══ Input records ══

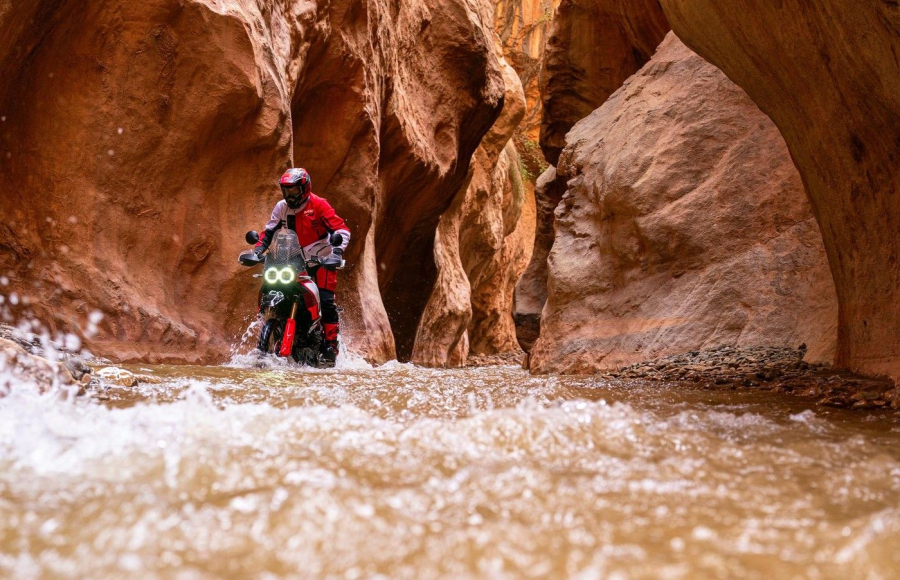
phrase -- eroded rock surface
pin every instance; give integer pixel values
(684, 226)
(593, 47)
(139, 141)
(483, 245)
(827, 74)
(523, 27)
(531, 289)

═══

Stated exercise →
Write out the material above as a JSON list of strings, one string per line, omitting blank lines and leaving out the pictures.

The response →
[
  "phrase -- eroded rock surface",
  "pin every instance; give integer pixel values",
  "(684, 226)",
  "(593, 47)",
  "(139, 141)",
  "(483, 245)",
  "(827, 74)",
  "(523, 27)",
  "(531, 289)"
]